取り組む課題:
1. TRPGリプレイの「エル:恥ずかしかったでしょうね〜……、」から「人間であった頃は、水の精霊石を所持していました。」までを、両端の語句も含めてそのまま繰り返してください。
2. リストのうち、文字列「inside」を含む行をすべて抜き出してください。大文字と小文字は区別します。

提示された文章:
=-=-=
ヴァル:さて、水は確保できたのだから、後は花だね。
キュリオ:よく考えたら、アランを助けるのに、
必要なのは、水じゃなくて、花だったにゃ。
水の精霊さんには、悪いことしちゃったな。
エル:恥ずかしかったでしょうね〜……、
精霊水とは、精霊自身の『綺麗な水』だったわけですから。
ヴァル:まあ、我々、人間にとっては、
その綺麗な水は、文字通りの意味でしか無いがね。
もちろん、魔具としての価値は充分にあるモノだが……、
カイン:何はともあれ、これで、報酬上乗せは確定やん♪
これで、セントランも見つかれば、万々歳や。
キュリオ:その為にも、水の精霊さんから、
花の精霊王に頼んで貰わないと……、
GM:ちなみに、花の精霊王ってのは、
フロルエルモスにいる、フローレ=ミルフィアです。
人間であった頃は、水の精霊石を所持していました。
尤も、まだ誠から返却されていないので、今は持っていませんが……、
ヴァル:なるほど……、
花の精霊王でありながら、水の精霊と親しいのも頷けるな。
まあ、花に水は必要不可欠だから、当然なんだが……、
エル:人の身でありながら、精霊王にまで昇華するとは……、
彼女の想いの強さには敬服しますね。
キュリオ:とにかく、その子に、
お願いして、セントランを手に入れるにゃ!
ヴァル:精霊王に頼る以上、
それは、一筋縄ではいかないと思うがね……、
『Leaf Quest
TRPG』テストセッション・リプレイ
ばかっぷら〜ズ冒険譚 4
『日輪と赤月の騎士』 中編
―― PHASE-10 戦輪の女戦士 ――
GM:さて、オアシスCにいた、水の精霊から、
情報を得た皆さんは、オアシスBに向かっています。
CからBへは、3日かかるので、
その分、冷房薬と結界薬を減らしておいてくださいね。
キュリオ:精霊水の入った水筒を、
大事に首に下げて、オアシスに向かうよ。
GM:で、砂漠を進みますと、
行く先に、オアシスBの景色が見えてきます。
=-=-=
使用するリスト:
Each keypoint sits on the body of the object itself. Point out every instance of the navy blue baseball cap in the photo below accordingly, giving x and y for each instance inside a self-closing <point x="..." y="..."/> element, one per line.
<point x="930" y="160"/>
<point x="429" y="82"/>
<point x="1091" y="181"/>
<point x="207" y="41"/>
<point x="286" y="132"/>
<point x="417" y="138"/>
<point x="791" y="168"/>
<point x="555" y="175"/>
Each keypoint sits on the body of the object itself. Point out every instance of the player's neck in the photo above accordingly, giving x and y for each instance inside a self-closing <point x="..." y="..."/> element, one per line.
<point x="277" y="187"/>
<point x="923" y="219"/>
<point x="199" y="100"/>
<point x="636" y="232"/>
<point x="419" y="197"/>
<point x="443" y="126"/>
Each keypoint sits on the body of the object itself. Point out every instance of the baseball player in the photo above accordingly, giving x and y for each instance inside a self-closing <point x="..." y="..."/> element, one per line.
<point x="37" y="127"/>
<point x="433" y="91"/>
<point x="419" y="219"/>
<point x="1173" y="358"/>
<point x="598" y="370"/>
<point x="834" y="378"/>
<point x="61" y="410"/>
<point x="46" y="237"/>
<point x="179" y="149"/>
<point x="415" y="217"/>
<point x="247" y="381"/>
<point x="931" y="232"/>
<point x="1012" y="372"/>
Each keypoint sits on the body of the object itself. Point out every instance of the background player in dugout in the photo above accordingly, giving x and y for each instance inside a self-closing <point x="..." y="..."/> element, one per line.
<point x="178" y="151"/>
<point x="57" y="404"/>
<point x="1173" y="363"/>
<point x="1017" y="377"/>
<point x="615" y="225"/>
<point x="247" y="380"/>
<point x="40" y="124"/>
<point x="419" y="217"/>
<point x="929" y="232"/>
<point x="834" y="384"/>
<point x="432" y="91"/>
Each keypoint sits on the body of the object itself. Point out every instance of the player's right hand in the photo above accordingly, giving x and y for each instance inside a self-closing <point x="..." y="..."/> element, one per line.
=-=-=
完全な解答:
1.
エル:恥ずかしかったでしょうね〜……、
精霊水とは、精霊自身の『綺麗な水』だったわけですから。
ヴァル:まあ、我々、人間にとっては、
その綺麗な水は、文字通りの意味でしか無いがね。
もちろん、魔具としての価値は充分にあるモノだが……、
カイン:何はともあれ、これで、報酬上乗せは確定やん♪
これで、セントランも見つかれば、万々歳や。
キュリオ:その為にも、水の精霊さんから、
花の精霊王に頼んで貰わないと……、
GM:ちなみに、花の精霊王ってのは、
フロルエルモスにいる、フローレ=ミルフィアです。
人間であった頃は、水の精霊石を所持していました。

2.
Each keypoint sits on the body of the object itself. Point out every instance of the navy blue baseball cap in the photo below accordingly, giving x and y for each instance inside a self-closing <point x="..." y="..."/> element, one per line.
Each keypoint sits on the body of the object itself. Point out every instance of the player's neck in the photo above accordingly, giving x and y for each instance inside a self-closing <point x="..." y="..."/> element, one per line.
Each keypoint sits on the body of the object itself. Point out every instance of the baseball player in the photo above accordingly, giving x and y for each instance inside a self-closing <point x="..." y="..."/> element, one per line.
Each keypoint sits on the body of the object itself. Point out every instance of the background player in dugout in the photo above accordingly, giving x and y for each instance inside a self-closing <point x="..." y="..."/> element, one per line.
Each keypoint sits on the body of the object itself. Point out every instance of the player's right hand in the photo above accordingly, giving x and y for each instance inside a self-closing <point x="..." y="..."/> element, one per line.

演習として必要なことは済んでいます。